- **Required action 1**
In the agriculture outlook article, reproduce word for word the passage that begins with the words containing "THUNDER BAY –" and ends with "in western Canada.".
- **Required action 2**
Name the one-word or two-word labels that open each of the tips Gervais offers producers in the agriculture outlook article.

- **Document section**
_ _ _ _ _

Strong Prices For Agriculture Sector Will Continue in 2022

Canada's dairy industry
Cows eating hay in the barn at a dairy farm

THUNDER BAY – BUSINESS – Canadian producers are encouraged to lean into their strategic planning skills this year to meet what’s ahead. According to the FCC economic outlooks, challenges impacting the food supply chain will continue but the demand for commodities and food means there is opportunity for growth, indicating a need for farms, agribusinesses and food processors to innovate and manage risk.

The latest FCC outlook for the grains, oilseeds and pulses sector suggests prices will remain strong into 2022, due in part to the low national and global supply of these commodities amplified last year by the drought in western Canada. 

“There is plenty of optimism for this sector looking at the year ahead; however, two of the biggest economic trends that could impact profitability are rising crop input costs and the impact of global political tensions on trade,” said J.P. Gervais, FCC’s chief economist. “I can’t emphasize enough the value of farm management and strategic thinking. Producers need to continue to plan for disruptions like we’ve seen in the past year.”

These elevated prices mean seeded acres of soybeans and canola are projected to climb in 2022, while corn acres are likely to come down because of the high cost of fertilizer. The price of fertilizer skyrocketed last year and is anticipated to stop increasing at a fast pace, but nonetheless remain elevated. 

The cattle market is also signaling strong prices for 2022. The number of fed cattle in 2022 is forecast to decline and because of high feed costs, fed cattle will likely be marketed at lower weights, causing volume by weight to decline. However, given higher prices, cattle receipts should grow. The drought seriously impacted access to feed, resulting in some cattle producers downsizing their operations.

“The pandemic has impacted buying decisions in the grocery aisles. Canadian beef consumption slowed in 2021, but the positive five-year trend in consumption pre-pandemic is expected to resume while export demand remains robust,” Gervais explained.

Consumer appetite for dairy products grew in 2021 but not to the expected level. With the increasing costs for feed and energy, the Canadian Dairy Commission is increasing the support price for butter. While the dairy farm price is expected to experience an increase, milk output at the farm level could see only limited growth.

After strong growth in hog receipts in 2021, there is limited growth potential for 2022. Hog prices are projected to decline slightly and with marginal growth in production. High feed prices will challenge profitability and may hinder production growth.

Gervais offers the following tips for producers to build resilience and capitalize on opportunities to advance their operations: 

  • Strategy – keep an eye on long-term objectives, including growth. Think about the integration of operational, marketing and financial plans.
  • Innovation – consider the technological changes, efficiencies and sustainable practices that would provide an edge to your operation.
  • Risk Management – develop scenarios to determine exposure to unfavourable market trends, interest rate increases, higher input prices, trade impacts or weather events.
  • Execution – Surround yourself with skilled resources to help you assess and adjust your financial and marketing plans as the economy and markets evolve.

“While the long-term outlook for Canada’s ag and food industry is positive, there are many factors to keep in mind as operations make their plans, including input costs, trade tensions, variable weather and changing consumer behaviour,” Gervais said. “We encourage producers to stay up-to-date on the important topics and trends that will impact them and take action accordingly.”

_ _ _ _ _

Records in a dataset
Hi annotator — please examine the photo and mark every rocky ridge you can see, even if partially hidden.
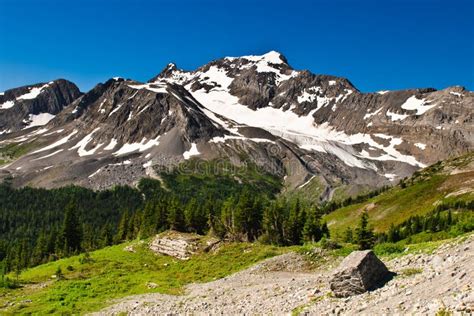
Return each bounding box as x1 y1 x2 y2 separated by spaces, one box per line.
0 52 474 199
96 235 474 315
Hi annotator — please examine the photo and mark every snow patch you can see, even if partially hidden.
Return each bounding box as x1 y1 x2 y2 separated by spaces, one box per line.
69 127 103 157
113 136 160 156
402 96 436 115
31 149 64 161
16 83 49 100
415 143 426 150
0 101 15 110
384 173 397 181
32 130 77 154
298 176 314 189
128 82 168 93
364 108 383 120
385 110 410 122
23 113 56 129
183 143 201 159
104 138 117 150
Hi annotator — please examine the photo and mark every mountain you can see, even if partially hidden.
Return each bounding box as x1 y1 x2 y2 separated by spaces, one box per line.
0 51 474 199
0 79 81 134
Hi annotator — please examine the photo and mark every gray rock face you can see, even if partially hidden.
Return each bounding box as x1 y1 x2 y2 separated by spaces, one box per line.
0 52 474 195
0 79 81 134
150 232 200 260
330 250 391 297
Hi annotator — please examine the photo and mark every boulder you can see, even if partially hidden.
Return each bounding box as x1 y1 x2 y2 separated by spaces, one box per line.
329 250 393 297
149 231 201 260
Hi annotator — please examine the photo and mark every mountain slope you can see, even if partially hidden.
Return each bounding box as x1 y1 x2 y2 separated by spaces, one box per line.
0 79 81 134
0 52 474 199
325 153 474 236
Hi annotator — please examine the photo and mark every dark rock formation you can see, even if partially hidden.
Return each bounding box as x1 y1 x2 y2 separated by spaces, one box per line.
329 250 392 297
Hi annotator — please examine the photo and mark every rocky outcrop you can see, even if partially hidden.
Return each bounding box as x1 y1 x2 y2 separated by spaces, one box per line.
0 52 474 195
0 79 81 134
329 250 391 297
150 232 201 260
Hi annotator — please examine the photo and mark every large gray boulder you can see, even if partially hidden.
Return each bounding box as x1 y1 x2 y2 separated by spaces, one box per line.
149 231 201 260
329 250 392 297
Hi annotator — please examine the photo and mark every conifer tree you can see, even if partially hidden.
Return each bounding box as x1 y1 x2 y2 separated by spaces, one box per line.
356 211 375 250
61 203 82 255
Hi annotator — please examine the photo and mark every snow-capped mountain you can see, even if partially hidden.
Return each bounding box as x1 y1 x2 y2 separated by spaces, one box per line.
0 51 474 198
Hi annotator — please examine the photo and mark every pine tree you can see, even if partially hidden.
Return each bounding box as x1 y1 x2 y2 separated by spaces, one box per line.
286 200 305 245
61 203 82 255
114 211 129 243
262 200 286 245
343 227 354 243
356 211 375 250
168 200 185 232
140 202 157 238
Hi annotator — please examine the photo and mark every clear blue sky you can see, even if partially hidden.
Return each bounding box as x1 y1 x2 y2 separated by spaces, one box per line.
0 0 474 91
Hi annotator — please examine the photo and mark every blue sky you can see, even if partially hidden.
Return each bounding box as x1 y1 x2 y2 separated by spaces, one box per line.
0 0 474 91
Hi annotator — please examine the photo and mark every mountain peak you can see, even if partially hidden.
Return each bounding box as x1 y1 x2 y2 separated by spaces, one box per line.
226 50 288 65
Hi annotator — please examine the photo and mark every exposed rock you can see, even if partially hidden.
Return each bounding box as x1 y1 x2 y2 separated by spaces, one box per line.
95 235 474 316
150 231 201 260
330 250 391 297
0 52 474 195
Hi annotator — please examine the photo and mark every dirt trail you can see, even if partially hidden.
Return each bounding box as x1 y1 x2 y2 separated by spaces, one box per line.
97 235 474 315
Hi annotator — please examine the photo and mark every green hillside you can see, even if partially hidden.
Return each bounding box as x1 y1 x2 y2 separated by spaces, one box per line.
324 153 474 236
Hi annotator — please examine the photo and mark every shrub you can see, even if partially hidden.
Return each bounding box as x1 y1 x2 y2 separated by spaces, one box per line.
374 242 405 256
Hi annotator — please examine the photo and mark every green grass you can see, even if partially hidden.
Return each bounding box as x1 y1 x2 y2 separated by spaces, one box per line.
0 239 293 314
324 175 448 234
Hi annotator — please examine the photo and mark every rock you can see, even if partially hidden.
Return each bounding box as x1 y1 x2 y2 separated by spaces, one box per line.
329 250 392 297
123 245 136 253
149 231 201 260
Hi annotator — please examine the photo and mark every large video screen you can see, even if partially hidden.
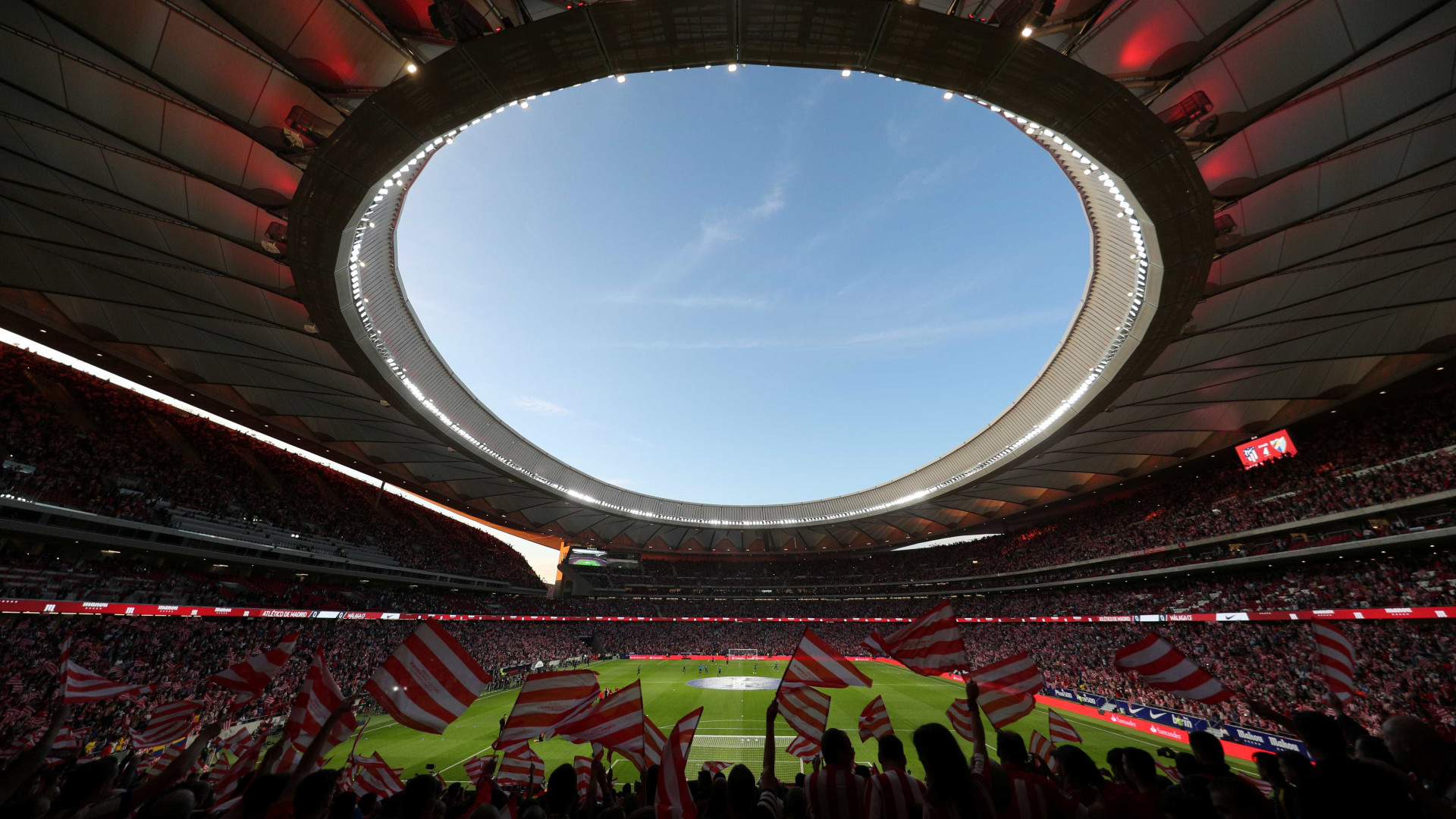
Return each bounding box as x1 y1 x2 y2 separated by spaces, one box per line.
1233 430 1299 469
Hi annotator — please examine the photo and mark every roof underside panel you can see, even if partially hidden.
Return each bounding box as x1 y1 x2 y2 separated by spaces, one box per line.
0 0 1456 554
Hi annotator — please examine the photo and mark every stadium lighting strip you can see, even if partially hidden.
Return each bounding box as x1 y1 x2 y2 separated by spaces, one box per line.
0 326 527 545
340 71 1160 528
0 598 1456 625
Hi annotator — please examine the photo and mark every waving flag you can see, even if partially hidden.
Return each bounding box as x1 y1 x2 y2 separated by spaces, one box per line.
779 682 828 742
971 651 1044 730
130 699 202 748
945 699 980 742
552 680 645 768
1112 632 1233 705
207 631 299 711
783 628 872 688
495 670 601 748
463 754 495 784
495 743 546 786
1310 621 1356 702
61 659 152 705
657 708 703 819
1027 732 1057 762
220 727 253 756
641 717 667 771
278 648 358 771
862 602 970 676
1046 708 1082 742
214 732 268 811
859 697 896 742
783 736 820 759
364 620 491 733
344 751 405 799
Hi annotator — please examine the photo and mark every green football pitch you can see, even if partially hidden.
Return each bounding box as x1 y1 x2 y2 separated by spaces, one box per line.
331 661 1254 781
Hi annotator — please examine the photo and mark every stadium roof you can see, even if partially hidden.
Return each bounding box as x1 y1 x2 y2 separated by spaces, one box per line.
0 0 1456 552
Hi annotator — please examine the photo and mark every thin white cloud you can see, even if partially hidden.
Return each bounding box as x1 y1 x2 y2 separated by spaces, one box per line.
619 309 1067 350
606 293 772 310
516 397 571 417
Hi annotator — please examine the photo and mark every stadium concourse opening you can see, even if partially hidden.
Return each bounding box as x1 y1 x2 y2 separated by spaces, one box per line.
396 65 1092 504
0 0 1456 819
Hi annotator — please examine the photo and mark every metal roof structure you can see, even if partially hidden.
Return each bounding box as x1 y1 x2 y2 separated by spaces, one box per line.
0 0 1456 552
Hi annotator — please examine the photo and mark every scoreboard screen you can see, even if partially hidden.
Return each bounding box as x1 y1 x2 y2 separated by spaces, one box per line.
1233 430 1299 469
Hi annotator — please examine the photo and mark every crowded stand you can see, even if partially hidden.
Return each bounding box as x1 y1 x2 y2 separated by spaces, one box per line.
573 370 1456 592
0 293 1456 819
0 617 1456 819
0 347 540 587
0 533 1456 618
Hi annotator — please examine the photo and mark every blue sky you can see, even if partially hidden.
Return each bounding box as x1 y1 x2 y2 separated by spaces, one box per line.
399 65 1089 503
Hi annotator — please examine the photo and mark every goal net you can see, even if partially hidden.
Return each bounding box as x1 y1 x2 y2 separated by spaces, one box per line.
687 732 798 763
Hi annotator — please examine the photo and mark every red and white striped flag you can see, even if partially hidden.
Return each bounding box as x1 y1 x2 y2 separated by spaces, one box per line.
945 699 980 742
345 751 405 799
495 743 546 786
1112 631 1233 705
971 651 1044 730
783 736 820 759
207 631 299 711
859 697 896 742
220 727 253 756
552 680 646 770
61 659 152 705
144 742 187 777
1310 621 1356 702
364 620 491 733
862 602 970 676
278 648 358 773
783 628 874 688
1046 708 1082 742
657 708 703 819
464 754 495 784
130 699 202 748
641 717 667 771
495 670 601 748
779 682 828 742
571 756 592 802
1027 732 1057 762
214 730 268 811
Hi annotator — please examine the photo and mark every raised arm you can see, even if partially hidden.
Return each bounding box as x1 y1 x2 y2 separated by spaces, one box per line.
758 694 779 787
131 721 223 805
278 697 354 802
965 675 990 759
1244 699 1299 735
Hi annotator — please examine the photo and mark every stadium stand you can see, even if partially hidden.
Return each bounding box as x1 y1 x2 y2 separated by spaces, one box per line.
573 370 1456 593
0 347 540 588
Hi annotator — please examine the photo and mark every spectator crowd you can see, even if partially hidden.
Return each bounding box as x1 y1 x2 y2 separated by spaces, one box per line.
0 347 540 587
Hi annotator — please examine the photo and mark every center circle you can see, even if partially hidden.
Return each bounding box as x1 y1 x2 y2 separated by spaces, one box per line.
397 65 1090 504
687 676 779 691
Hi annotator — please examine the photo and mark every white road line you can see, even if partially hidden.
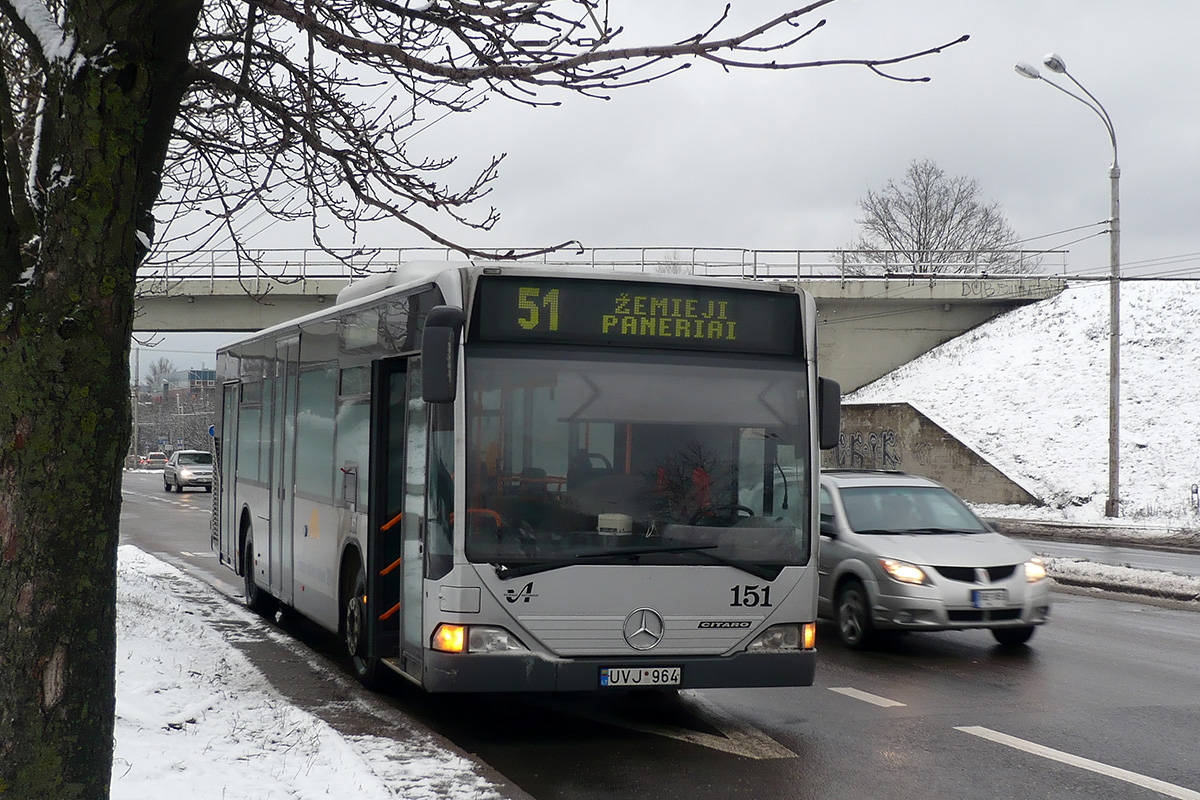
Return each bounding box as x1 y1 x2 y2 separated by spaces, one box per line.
829 686 905 709
955 726 1200 800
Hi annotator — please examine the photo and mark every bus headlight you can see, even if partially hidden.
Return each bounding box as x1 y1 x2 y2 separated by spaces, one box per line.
431 622 528 652
746 622 817 652
432 622 467 652
467 625 528 652
1025 555 1046 583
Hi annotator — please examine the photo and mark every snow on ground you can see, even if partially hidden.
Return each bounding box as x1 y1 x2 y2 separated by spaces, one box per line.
112 546 500 800
112 282 1200 800
112 545 1200 800
845 281 1200 528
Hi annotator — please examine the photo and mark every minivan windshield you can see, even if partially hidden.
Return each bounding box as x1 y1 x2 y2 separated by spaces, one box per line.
841 486 988 534
466 348 811 567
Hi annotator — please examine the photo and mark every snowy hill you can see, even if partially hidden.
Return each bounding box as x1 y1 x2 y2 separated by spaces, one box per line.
844 281 1200 528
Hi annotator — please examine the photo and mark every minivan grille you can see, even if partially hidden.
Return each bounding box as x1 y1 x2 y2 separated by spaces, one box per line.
934 564 1016 583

_ _ _ _ _

- **Exercise response 1**
THUNDER BAY – BUSINESS – Canadian producers are encouraged to lean into their strategic planning skills this year to meet what’s ahead. According to the FCC economic outlooks, challenges impacting the food supply chain will continue but the demand for commodities and food means there is opportunity for growth, indicating a need for farms, agribusinesses and food processors to innovate and manage risk.

The latest FCC outlook for the grains, oilseeds and pulses sector suggests prices will remain strong into 2022, due in part to the low national and global supply of these commodities amplified last year by the drought in western Canada.

- **Exercise response 2**
Strategy, Innovation, Risk Management, Execution